- [Given entries]:
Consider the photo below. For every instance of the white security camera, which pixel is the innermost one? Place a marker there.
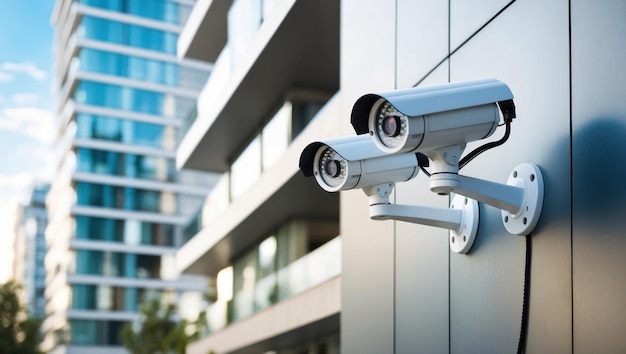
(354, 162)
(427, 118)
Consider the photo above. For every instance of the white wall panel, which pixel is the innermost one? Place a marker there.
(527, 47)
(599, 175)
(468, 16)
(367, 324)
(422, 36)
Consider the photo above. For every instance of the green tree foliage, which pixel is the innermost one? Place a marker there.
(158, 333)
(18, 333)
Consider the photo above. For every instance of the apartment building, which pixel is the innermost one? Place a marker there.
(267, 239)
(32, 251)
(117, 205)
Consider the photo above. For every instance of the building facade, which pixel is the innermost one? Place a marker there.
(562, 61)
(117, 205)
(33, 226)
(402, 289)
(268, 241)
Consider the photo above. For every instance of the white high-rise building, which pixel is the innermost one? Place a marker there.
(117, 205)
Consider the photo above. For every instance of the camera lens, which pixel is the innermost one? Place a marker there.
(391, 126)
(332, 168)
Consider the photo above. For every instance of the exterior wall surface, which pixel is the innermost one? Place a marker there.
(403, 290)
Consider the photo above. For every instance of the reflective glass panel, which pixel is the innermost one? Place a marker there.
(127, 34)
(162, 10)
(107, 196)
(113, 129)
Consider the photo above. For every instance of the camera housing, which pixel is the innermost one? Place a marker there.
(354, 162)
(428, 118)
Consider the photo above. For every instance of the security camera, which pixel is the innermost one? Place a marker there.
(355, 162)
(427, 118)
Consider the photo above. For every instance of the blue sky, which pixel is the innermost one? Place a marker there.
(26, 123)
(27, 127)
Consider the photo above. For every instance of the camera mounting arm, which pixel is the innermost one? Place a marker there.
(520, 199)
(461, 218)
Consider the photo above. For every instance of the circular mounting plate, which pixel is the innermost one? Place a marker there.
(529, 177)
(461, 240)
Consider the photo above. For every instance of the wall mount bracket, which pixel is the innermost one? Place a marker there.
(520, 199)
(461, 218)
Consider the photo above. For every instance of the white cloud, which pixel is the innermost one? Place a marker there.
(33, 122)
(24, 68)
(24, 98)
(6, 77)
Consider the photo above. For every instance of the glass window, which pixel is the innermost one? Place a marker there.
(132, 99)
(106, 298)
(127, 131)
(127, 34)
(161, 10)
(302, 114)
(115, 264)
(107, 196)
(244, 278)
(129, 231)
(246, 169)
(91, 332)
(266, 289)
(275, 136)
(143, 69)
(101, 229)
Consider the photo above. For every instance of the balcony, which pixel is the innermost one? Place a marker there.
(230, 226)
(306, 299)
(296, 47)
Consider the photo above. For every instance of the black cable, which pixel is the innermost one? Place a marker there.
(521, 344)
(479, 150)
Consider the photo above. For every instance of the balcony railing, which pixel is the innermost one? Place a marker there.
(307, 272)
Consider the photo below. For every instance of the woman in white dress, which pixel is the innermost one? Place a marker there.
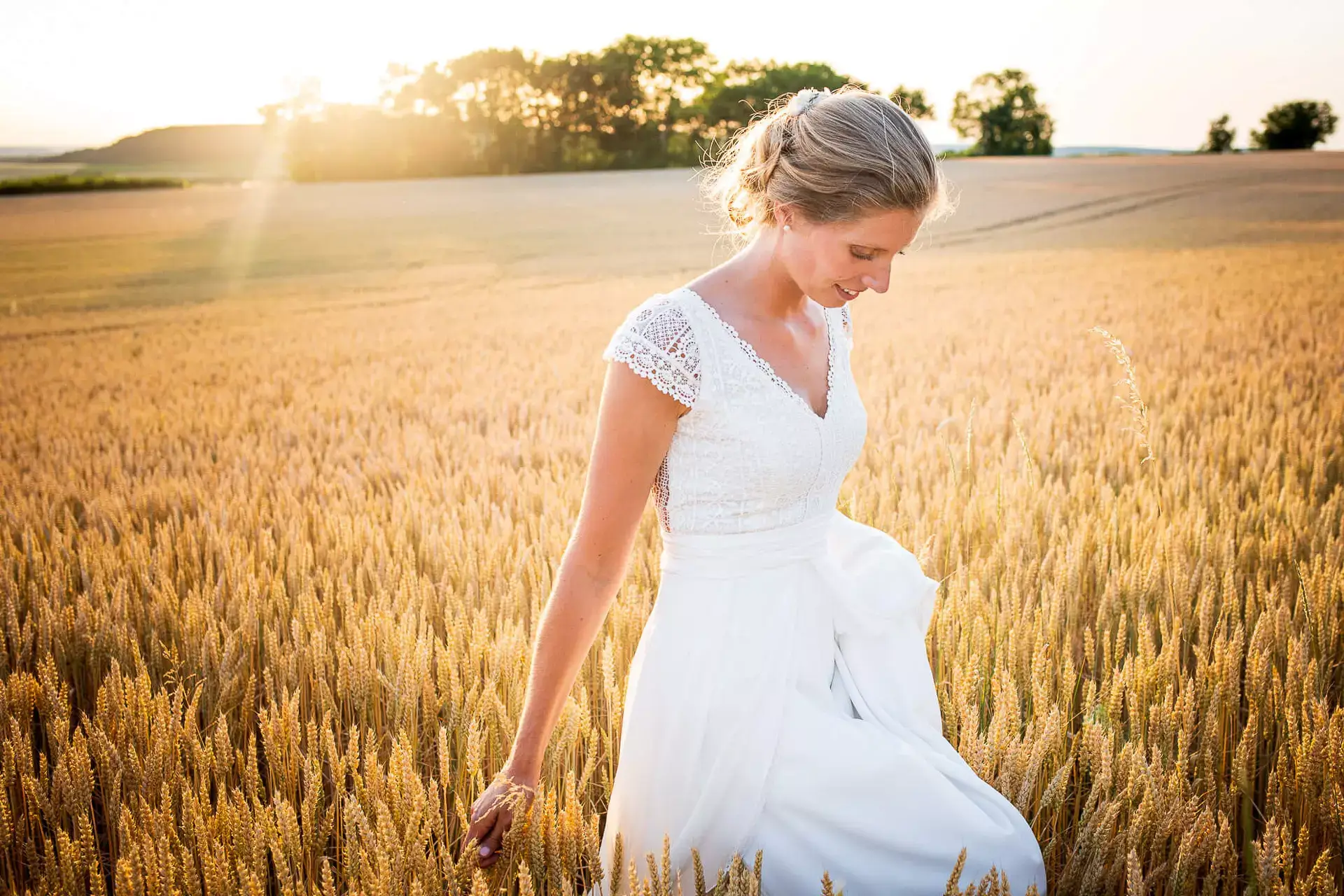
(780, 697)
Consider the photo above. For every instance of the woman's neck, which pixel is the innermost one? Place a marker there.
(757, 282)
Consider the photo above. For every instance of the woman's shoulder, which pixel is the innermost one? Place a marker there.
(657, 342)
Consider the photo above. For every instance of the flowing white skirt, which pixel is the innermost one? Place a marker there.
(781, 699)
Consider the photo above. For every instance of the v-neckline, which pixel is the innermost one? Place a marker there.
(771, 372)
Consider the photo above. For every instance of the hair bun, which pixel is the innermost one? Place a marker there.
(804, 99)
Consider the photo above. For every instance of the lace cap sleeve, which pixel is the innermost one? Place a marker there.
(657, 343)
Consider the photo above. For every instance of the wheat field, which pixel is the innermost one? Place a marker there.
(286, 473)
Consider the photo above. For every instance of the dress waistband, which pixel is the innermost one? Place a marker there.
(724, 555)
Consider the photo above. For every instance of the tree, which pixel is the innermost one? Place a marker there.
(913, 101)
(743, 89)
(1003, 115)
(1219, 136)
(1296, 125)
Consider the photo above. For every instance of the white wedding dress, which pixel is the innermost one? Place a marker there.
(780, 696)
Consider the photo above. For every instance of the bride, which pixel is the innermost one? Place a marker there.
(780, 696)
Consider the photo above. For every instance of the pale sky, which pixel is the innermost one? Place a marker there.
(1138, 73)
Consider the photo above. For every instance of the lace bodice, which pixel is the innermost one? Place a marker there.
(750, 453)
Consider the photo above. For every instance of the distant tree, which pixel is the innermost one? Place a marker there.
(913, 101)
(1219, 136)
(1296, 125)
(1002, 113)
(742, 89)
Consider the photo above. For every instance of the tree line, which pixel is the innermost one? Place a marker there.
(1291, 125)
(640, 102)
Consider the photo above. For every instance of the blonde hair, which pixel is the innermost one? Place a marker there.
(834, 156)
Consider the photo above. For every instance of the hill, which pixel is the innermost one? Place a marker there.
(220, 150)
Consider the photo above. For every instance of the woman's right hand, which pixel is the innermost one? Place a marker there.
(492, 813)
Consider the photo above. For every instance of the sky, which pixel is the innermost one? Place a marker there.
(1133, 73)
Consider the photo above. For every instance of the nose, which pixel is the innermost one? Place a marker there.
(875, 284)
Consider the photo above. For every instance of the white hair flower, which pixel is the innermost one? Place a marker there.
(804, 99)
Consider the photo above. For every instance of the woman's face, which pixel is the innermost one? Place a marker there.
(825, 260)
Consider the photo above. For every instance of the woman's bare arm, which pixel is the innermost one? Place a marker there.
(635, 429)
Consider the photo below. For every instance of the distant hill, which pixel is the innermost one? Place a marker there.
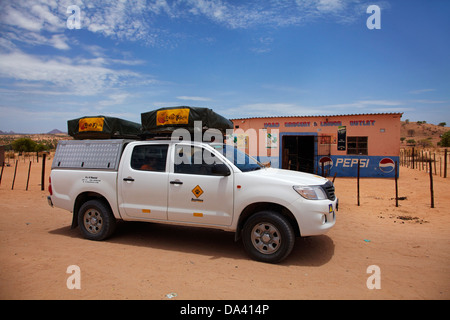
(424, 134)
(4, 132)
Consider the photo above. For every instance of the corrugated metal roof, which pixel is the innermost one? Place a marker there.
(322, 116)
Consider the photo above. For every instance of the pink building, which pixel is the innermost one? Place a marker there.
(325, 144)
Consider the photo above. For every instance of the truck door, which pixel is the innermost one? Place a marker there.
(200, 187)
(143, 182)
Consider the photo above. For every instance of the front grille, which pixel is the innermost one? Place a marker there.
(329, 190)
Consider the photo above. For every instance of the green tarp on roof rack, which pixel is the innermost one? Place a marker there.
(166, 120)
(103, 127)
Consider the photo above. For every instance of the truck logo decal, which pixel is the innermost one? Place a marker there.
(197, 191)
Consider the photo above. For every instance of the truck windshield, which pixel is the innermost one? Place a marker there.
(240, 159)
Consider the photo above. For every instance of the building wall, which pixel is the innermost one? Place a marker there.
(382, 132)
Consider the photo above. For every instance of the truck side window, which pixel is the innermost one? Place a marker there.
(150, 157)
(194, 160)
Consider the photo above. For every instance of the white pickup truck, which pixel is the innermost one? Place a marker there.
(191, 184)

- [Work item]: Print nothing but the lines from the line with "building wall, which" to the last line of the records above. Both of those lines count.

- [Exercise response]:
Consider the photo above. For every instance of the building wall, which pixel is the innermost one? Place a marker there.
(382, 132)
Consider the photo above. For every instance of the truck side window, which pixel is the innermost one? Place a marker there.
(150, 157)
(194, 160)
Consider the photo above. For every instance of the white pickup truck, which pixel is the innermost one? Place a marker there.
(191, 184)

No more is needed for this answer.